- [EXERCISE PROMPT]: Count how many lines of the data include "asphalt". The answer is that number and nothing else.

Stored data entries:
● ● ●

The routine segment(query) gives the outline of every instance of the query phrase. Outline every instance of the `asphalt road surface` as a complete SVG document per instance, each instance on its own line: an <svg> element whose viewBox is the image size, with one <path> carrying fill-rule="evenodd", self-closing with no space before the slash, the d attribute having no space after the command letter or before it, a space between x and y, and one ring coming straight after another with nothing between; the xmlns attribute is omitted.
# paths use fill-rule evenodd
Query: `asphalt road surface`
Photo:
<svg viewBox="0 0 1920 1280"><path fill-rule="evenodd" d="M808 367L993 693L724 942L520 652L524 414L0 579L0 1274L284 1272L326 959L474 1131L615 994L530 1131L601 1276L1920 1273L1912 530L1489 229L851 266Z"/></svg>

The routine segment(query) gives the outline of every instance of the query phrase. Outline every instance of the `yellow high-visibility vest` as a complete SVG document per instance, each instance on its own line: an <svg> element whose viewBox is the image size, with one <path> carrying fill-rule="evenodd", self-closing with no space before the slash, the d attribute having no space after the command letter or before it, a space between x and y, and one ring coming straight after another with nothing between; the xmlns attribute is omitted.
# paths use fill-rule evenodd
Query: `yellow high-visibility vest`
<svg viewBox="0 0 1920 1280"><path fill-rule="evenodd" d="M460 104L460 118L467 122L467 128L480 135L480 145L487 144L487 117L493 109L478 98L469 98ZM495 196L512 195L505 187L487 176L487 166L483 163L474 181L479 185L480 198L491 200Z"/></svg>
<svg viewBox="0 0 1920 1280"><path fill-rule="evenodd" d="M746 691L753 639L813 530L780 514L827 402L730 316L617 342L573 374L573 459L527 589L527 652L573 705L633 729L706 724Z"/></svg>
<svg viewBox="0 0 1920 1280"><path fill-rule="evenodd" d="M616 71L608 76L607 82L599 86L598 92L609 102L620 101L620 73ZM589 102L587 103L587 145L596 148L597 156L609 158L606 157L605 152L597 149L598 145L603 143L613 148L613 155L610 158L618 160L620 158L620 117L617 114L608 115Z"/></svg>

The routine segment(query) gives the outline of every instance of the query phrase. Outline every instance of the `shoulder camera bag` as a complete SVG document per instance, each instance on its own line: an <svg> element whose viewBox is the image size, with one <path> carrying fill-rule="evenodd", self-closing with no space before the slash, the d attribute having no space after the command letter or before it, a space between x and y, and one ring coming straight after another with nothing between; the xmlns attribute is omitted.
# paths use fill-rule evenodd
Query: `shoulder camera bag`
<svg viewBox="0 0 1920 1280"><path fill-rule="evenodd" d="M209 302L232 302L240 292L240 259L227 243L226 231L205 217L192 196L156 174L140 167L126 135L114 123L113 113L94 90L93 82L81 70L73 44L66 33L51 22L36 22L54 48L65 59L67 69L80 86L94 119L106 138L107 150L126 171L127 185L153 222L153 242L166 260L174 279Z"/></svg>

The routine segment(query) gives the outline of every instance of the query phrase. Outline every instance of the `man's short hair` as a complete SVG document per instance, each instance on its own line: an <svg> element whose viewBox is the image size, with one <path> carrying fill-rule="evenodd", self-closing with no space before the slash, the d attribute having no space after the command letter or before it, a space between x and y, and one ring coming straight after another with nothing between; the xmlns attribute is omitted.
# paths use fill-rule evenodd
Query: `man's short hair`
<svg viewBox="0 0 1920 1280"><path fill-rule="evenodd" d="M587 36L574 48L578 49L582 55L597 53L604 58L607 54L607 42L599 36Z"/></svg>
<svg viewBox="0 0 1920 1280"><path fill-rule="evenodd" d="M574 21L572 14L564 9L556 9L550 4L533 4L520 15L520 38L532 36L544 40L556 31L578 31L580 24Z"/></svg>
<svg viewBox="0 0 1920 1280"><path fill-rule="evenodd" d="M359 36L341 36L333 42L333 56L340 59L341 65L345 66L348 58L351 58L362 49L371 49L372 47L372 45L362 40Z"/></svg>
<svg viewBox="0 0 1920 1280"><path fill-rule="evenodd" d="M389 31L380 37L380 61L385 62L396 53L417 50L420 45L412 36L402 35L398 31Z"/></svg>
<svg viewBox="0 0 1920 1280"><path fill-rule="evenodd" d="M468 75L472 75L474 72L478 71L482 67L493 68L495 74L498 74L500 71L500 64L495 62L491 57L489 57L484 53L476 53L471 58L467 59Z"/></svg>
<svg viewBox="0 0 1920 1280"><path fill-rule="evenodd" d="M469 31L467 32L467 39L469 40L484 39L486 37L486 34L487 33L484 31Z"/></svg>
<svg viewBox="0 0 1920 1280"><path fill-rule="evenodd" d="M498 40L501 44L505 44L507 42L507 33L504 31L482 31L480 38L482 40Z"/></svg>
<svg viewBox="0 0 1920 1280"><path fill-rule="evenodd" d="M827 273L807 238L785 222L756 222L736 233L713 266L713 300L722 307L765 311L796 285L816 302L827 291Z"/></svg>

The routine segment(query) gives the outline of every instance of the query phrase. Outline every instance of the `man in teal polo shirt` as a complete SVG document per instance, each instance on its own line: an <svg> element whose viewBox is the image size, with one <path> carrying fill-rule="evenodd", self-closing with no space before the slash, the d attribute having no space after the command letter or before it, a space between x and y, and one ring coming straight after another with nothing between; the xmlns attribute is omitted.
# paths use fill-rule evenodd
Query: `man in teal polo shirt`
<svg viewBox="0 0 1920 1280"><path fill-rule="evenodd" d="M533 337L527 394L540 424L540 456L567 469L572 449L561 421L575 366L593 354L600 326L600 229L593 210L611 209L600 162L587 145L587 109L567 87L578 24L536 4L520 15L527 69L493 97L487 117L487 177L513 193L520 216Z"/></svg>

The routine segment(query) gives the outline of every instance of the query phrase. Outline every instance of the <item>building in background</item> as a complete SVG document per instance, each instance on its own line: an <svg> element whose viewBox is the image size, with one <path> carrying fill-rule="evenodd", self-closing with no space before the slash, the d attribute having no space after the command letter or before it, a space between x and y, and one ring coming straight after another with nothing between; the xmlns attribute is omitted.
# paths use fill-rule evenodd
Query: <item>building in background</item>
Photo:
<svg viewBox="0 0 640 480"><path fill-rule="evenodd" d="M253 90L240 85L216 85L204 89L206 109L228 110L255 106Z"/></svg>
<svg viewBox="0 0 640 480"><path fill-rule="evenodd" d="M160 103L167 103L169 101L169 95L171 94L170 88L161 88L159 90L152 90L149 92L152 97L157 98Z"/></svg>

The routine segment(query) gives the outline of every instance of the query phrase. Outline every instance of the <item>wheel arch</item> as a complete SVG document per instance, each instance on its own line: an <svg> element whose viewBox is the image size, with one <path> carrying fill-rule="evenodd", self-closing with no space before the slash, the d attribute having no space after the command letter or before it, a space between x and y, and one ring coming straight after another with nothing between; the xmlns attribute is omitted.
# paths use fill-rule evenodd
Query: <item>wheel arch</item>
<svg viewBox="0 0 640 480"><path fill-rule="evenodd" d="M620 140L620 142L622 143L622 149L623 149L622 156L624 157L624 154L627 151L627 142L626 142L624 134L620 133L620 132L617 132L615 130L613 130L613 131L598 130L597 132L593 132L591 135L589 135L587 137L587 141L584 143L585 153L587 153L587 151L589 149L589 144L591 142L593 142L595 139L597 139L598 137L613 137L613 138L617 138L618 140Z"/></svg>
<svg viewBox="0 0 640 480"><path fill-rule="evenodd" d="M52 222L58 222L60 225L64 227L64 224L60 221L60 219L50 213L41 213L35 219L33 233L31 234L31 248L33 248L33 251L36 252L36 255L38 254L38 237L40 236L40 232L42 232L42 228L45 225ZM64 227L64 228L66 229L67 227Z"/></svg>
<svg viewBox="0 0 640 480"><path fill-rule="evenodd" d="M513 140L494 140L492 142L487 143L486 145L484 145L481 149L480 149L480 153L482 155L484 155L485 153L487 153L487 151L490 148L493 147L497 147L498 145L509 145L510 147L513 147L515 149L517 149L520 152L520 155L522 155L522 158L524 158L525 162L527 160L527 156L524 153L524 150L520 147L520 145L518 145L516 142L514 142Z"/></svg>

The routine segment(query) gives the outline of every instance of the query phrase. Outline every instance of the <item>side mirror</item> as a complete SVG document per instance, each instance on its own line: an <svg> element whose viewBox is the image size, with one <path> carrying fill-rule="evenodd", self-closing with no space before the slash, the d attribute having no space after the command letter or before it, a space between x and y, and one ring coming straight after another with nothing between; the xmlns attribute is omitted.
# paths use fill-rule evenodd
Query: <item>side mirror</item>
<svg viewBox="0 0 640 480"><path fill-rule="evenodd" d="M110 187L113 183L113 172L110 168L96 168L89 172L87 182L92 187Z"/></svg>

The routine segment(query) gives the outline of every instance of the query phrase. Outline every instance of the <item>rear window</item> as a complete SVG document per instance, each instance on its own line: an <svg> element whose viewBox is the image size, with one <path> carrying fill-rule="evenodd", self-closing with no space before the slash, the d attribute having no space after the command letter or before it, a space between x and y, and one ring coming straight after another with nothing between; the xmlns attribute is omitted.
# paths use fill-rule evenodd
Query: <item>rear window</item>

● ● ●

- [EXERCISE ANSWER]: 2